- Task instructions
A – According to the theater review, who wrote the script of The Nerd?
B – Reproduce the theater review's passage starting with "Willum Cubbert (portrayed" and going on through "engaged to Tansy.", substituting "engineer" for "architect".

- Text block

——

Review: ‘The Nerd’ at Prince George’s Little Theatre at the Bowie Playhouse

Now in its 58th season, The Nerd is Prince George’s Little Theatre’s 192nd production. Scripted by Larry Shue, the zany comedy is directed by John Degnan, a long-time area director and retired NASA laser physicist. It was produced by PGLT Board President Malia Murray, who deftly handled multiple duties as the sound, properties and set decoration designer.

Terry Averill was the set designer. Lighting design was done by Garrett Hyde; Hillary Glass and Maureen Roult were, respectively, costume designer and hair and makeup designers.

James McDaniel, Nora Zanger, Patrick O’Connell, Patrick Pase, Melanie Pino-Elliott, and Allen Cole. Photo by Malia Murray.

The show is set in November 1979, in Terre Haute, Indiana. On view is part of the main floor of the home of Willum Cubbert: a living room and dining area, plus a small office area dominated by a very vocal answering machine.

Five onstage doors lead, from left to right, to Cubbert’s bedroom, the front door, a closet, a hallway and the kitchen. One of the two windows onstage gets a workout, too.

The Nerd has a history dating back to its debut in Milwaukee in 1981. It had a successful run on Broadway in the late ‘80s – directed by Charles Nelson Reilly and starring Mark Hamill a decade after his first Star Wars appearance – and in London’s West End theater district.

Willum Cubbert (portrayed by Patrick O’Connell, who bears a resemblance to Mark Hamill), is a single architect and a Vietnam veteran who received a Purple Heart for his injuries. A placid character, he is currently involved in a hotel design project for multi-hotel owner Warnock Waldgrave (James McDaniel). Cubbert rents part of his home to two friends, Tansy McGinnis (Melanie Pino-Elliott), with whom he is in love but has a platonic relationship and, downstairs, to Axel Hammond (Allen Cole), a snarky drama critic previously engaged to Tansy.

Tansy, who now has strong feelings for Cubbert, has decided to take a job as a TV meteorologist in Washington, D.C. She will be moving to The Capitol City in a week. She has given up waiting for him to take decisive action in their relationship.

As a real estate tycoon, Warnock Waldgrave is used to getting his way. He is full of bluster, drama, anger and venom (sound familiar?). His wife, Clelia Waldgrave (Nora Zanger), not surprisingly, keeps her emotions bottled up. When she needs relief, she breaks things – usually other people’s things.

——

- Point labeling records

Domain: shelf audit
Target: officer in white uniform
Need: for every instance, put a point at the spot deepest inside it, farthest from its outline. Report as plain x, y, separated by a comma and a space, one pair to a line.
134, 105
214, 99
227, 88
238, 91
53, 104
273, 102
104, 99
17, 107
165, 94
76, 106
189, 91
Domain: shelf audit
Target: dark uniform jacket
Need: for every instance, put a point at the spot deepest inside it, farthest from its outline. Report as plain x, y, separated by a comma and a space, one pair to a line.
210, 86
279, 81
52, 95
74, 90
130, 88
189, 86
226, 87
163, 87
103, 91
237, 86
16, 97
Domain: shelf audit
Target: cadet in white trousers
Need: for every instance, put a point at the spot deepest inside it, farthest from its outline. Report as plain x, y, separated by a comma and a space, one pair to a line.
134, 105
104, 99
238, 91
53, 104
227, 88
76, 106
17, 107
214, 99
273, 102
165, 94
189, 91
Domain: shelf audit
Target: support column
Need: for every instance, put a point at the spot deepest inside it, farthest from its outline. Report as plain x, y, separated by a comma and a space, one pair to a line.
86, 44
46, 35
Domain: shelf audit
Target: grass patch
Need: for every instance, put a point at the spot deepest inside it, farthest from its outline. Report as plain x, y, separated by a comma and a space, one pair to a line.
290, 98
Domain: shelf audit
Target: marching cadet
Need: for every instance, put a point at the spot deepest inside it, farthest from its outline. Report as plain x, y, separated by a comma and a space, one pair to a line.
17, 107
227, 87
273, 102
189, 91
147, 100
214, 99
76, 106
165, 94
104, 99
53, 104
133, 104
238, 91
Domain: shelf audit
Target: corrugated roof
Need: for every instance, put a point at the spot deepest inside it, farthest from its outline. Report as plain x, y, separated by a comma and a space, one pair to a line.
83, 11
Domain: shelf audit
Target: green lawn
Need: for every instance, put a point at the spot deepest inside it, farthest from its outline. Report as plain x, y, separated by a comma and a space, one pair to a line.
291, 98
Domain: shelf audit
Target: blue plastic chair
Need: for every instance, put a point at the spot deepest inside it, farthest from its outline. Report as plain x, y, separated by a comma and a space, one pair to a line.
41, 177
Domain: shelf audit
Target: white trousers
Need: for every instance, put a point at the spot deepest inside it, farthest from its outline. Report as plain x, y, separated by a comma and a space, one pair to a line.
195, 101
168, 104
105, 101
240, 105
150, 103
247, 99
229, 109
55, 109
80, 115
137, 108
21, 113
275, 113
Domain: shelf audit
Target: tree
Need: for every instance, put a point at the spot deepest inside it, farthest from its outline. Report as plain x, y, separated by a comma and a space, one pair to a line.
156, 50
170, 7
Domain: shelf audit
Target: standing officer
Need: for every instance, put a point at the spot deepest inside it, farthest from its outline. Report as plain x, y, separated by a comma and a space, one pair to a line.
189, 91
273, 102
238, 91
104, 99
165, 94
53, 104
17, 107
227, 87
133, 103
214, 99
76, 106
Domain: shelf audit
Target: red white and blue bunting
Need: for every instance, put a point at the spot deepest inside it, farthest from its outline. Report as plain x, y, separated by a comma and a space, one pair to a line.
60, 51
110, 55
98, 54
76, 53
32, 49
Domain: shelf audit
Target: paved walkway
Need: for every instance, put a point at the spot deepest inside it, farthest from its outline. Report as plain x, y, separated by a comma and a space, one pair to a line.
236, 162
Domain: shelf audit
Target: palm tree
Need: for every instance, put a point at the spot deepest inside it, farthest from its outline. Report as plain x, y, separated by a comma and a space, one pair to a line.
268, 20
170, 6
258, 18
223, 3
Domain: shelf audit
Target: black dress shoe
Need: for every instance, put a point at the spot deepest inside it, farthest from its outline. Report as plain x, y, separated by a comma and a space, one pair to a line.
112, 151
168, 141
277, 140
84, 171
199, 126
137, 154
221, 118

——

- Solution set
A – Larry Shue

B –
Willum Cubbert (portrayed by Patrick O’Connell, who bears a resemblance to Mark Hamill), is a single engineer and a Vietnam veteran who received a Purple Heart for his injuries. A placid character, he is currently involved in a hotel design project for multi-hotel owner Warnock Waldgrave (James McDaniel). Cubbert rents part of his home to two friends, Tansy McGinnis (Melanie Pino-Elliott), with whom he is in love but has a platonic relationship and, downstairs, to Axel Hammond (Allen Cole), a snarky drama critic previously engaged to Tansy.